• [Text for analysis]:
>>>>>
Fire extinguishants

There are a wide range of well-established fire suppression systems, including inert gas, water, water mist, dry chemical agents, halons, and HFCs.

Halons were originally developed as very effective fire extinguishants. Their effectiveness is because they contain bromine, which is active at supressing flame propagation. However because they contain bromine, they have a high ozone depletion potential and are regulated substances with no new production allowed.

The EU banned all non-critical uses of halons in 2003. Critical uses are listed in the current Annex VI to Regulation (EC) No. 1005/2009. All current on-board uses of halons in aviation are included on the critical use list under the EC regulation. Annex VI was revised in 2010 as per Commission Regulation (EU) No 744/2010 of 18 August 2010 which contains “cut-off dates” for the use of halons in new designs of equipment or facilities and “end dates” when all halon systems or extinguishers in a particular application must be decommissioned (i.e. ‘retrofit’)

Some hydrofluorocarbons are very good fire extinguishants and have low toxicity allowing their use in occupied spaces. However they are not ‘active’ fire extinguishants as they do not contain bromine.

F-Gas Regulation 517/2014 has measures that control the use of HFCs as fire extinguishants, including leak checking and recovery from fire protection systems. The use of HFC -23 was banned from 1 January 2016, due to its very high GWP and the availability of alternative fire suppression systems.

The most widely used HFC fire extinguishant is HFC 227ea [European Commission. Clima polices]

The benefits of using HFC’s in fire protection are:

  • HFC’s at extinguishing concentrations are safe and can therefore be used in normally occupied spaces. They are used at well-below-toxic
  • HFC systems require only a small amount of gas and achieve design concentrations in under 10 seconds. In many cases speed is critical to preserving life, property and the environment and maintaining continuity of operations.
  • HFC systems are compact with little storage space required for cylinders. This means they offer the most effective solutions in terms of space/weight considerations.
<<<<<
• [Data under study]:
>>>>>
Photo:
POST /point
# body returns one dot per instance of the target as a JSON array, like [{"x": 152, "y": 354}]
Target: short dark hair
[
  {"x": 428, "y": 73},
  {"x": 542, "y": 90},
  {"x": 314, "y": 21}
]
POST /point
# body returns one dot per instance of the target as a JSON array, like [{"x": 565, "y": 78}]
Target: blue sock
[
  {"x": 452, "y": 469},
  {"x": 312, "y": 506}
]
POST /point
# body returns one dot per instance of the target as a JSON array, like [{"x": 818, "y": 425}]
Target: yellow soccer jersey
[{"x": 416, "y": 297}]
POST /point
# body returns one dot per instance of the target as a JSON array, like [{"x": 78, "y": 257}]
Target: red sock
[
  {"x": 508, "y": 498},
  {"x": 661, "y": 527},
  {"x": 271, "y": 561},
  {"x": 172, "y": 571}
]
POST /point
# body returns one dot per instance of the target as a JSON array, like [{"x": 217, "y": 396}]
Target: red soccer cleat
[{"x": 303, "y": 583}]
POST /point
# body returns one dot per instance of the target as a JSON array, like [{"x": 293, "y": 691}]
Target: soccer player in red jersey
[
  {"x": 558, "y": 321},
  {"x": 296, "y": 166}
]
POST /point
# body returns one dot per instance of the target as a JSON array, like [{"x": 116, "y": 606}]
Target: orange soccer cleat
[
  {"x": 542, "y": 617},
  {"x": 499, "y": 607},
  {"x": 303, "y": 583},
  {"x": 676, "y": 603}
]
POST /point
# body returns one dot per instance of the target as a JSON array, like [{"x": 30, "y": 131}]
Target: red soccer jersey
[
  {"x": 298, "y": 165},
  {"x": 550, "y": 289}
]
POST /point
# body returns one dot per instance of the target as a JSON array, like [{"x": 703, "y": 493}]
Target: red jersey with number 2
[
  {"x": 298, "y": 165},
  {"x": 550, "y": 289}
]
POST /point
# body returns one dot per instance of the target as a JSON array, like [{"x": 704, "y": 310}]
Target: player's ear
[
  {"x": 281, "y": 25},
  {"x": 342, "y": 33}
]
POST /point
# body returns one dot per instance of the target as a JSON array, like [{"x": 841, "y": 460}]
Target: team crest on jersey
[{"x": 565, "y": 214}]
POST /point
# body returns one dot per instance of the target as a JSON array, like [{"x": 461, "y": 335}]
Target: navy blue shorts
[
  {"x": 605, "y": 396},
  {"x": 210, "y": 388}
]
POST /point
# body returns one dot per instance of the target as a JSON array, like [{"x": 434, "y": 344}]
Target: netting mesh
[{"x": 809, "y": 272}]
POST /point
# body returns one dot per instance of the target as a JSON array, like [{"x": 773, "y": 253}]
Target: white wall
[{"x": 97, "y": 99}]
<<<<<
>>>>>
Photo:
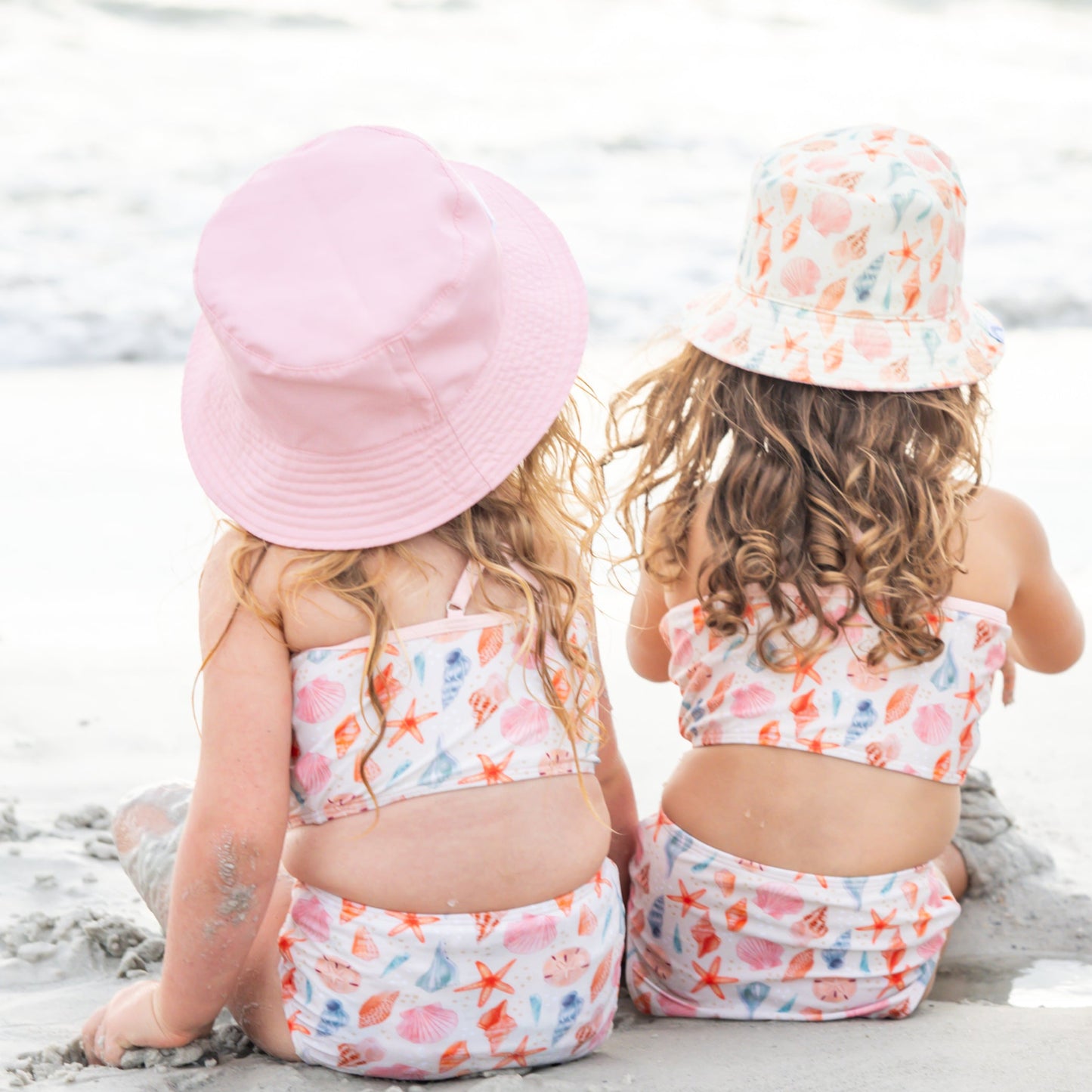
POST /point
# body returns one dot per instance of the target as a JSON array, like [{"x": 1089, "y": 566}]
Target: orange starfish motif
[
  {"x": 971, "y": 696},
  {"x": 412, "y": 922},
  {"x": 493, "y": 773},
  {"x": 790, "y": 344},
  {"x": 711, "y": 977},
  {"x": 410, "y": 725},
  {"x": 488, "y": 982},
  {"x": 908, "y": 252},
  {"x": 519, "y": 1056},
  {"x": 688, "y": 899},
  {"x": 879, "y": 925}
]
<<<<<
• [Parts of the exercise]:
1/ List every kind of fire suppression system that the text on fire extinguishants names as well established.
2/ Carry the text on fire extinguishants forward from its last sentence.

• [Task answers]:
1/ inert gas, water, water mist, dry chemical agents, halons, HFCs

2/
  • HFC’s are non-conductive, clean agents and therefore leave no residue.

HFC fire extinguishing systems are needed for fire protection in a limited but vital number of cases where speed, space and safety are critical. Typical applications are telecommunication facilities, computer rooms, process control centres.

HFC-125 has been used successfully as an alternative to halon for engine fire protection on US military aircraft developed since the early 1990s. In addition, HFC-125 is currently being developed for use on a military derivative of a large commercial aircraft (Boeing 767; military derivative KC-46). HFC-125 has increased space and weight characteristics that present installation concerns.

Recently new fluorocarbon and fluorocarbon ketone extinguishants are being developed and some are implemented. One of the objectives is to develop active replacements for halons that are suitable for use in aircraft in particular. Active fire extinguishants contain bromine or iodine and these are much more effective HFCs, but have higher toxicity (much lower exposure limits compared to HFCs) and lower stability. Active extinguishants have lower space and weight requirements which makes them particularly suitable for use on aircraft.

A new fluoro-olefin, HBFO-1233xfB, (CF3CBr=CH2 or 2-bromo-3,3,3-trifluoropropene, shortened as 2-BTP) has been proposed by the US EPA under SNAP as a drop-in replacement for Halon 1211 Fire extinguishing agent on aircrafts, based on its technical performance, a GWP of 0.23-0.26. Although it contains bromine, due to its very short atmospheric lifetime (7 days) it has an insignificant ozone depletion potential (0.0028).

The EPA is proposing 2-BTP on aircraft, acceptable as a total flooding agent as a streaming agent for use in handheld extinguishers. Other additional potential fire suppression applications for 2-BTP could be envisaged. There continues to be interest in CF3I which is an effective active extinguishant, but has stability issues and a very low exposure limit due to its toxicity.